#### Job
Copy out every line of the material below without any changes, leaving the pictures out of your answer.

********

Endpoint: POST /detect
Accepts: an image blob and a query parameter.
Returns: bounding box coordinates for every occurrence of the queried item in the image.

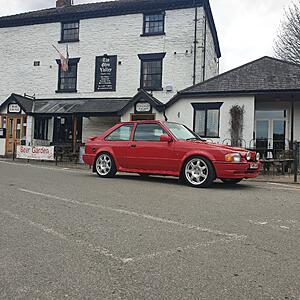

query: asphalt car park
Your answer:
[0,161,300,299]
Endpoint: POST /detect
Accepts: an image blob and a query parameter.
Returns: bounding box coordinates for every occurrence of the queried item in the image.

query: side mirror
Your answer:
[160,135,173,143]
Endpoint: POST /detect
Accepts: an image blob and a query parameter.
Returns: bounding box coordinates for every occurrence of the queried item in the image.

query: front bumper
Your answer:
[214,162,261,178]
[82,154,95,166]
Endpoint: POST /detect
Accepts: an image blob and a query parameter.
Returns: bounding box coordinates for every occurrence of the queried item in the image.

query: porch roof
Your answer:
[0,94,131,115]
[167,56,300,106]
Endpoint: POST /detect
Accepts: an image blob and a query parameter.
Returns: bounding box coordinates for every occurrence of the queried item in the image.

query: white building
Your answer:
[0,0,221,155]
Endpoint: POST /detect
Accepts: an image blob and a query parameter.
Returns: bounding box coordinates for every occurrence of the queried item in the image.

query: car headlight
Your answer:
[255,152,260,161]
[246,152,251,161]
[225,153,242,162]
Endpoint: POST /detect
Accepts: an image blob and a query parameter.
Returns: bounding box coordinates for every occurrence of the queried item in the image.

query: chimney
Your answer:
[56,0,73,8]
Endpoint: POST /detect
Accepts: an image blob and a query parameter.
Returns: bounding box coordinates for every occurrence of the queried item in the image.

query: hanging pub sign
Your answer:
[95,55,117,92]
[135,102,152,114]
[7,103,21,114]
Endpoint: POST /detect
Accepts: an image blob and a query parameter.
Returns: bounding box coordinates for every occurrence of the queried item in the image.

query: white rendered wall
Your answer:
[166,97,254,143]
[0,8,217,103]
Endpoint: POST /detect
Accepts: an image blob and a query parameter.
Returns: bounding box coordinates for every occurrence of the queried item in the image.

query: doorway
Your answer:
[255,110,287,150]
[5,115,26,156]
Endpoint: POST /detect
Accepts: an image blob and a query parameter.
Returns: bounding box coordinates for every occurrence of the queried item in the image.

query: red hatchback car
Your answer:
[83,121,260,187]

********

#### Finished task
Endpoint: POST /detect
Accepts: an image blob and a query parameter.
Returns: bounding box coordinates for every occurrence of the queried item in the image.


query: asphalt car park
Your answer:
[0,161,300,299]
Endpoint: POST /detect
Accepts: an image blob and a query parameter.
Returns: bounding box coordinates for every occurrence of the queried item in the image.

query: side mirror
Your answer:
[160,135,173,143]
Endpoint: POST /detect
Accepts: an image blob and a query parameter.
Returns: bounding box coordinates for every occurrence of the queried item in the image.

query: front bumper
Your answer:
[214,162,261,178]
[82,154,95,166]
Endpoint: POST /detect
Accepts: an image blob and a query parameter.
Returns: bounding box coordinates for every occurrence of the queried item in the image.

query: porch roof
Your answer:
[0,94,131,115]
[167,56,300,106]
Endpoint: POST /detect
Accepts: an image blob and a query parameter.
Returns: bounding box coordinates for every occurrence of the queried item in the image.

query: white building
Your answer:
[0,0,221,155]
Endpoint: POST /detect
Accepts: an image blob and a query parameter.
Returns: bounding box coordinates for every occurrence of the queried item in the image.

query: car headlight
Your answer:
[255,152,260,161]
[246,152,251,161]
[225,153,242,162]
Endpoint: POST /detect
Accepts: an image blob and a query parameter.
Returns: bounding box coordinates for every occurrence of the queried item in the image.

query: chimney
Your answer:
[56,0,73,8]
Endpoint: POST /detect
Accepts: an image blob and a query parameter.
Returns: bounding box coordinates for every occurrence of the queried item in the image.

query: hanging pub sign
Your answer:
[95,55,117,92]
[135,102,152,114]
[7,103,21,114]
Endpoint: POST /detect
Accepts: an image blob and a query parameter.
Returns: bounding box coordinates for every occurrence of the queried item in the image.

query: white rendered wall
Your answer:
[166,97,254,143]
[0,8,217,103]
Endpoint: POST /detect
Accepts: an image blob and a query parameter.
Returns: bounding box coordinates for every occurrence of the queried item in the image.

query: doorway
Your answer:
[255,110,287,150]
[5,115,26,156]
Endpoint: POST /detect
Accepts: an image blob and a query parameter.
Returns: bounding box coordinates for every occurrence of the queried item in the image.

query: red hatchback car
Your answer:
[83,121,260,187]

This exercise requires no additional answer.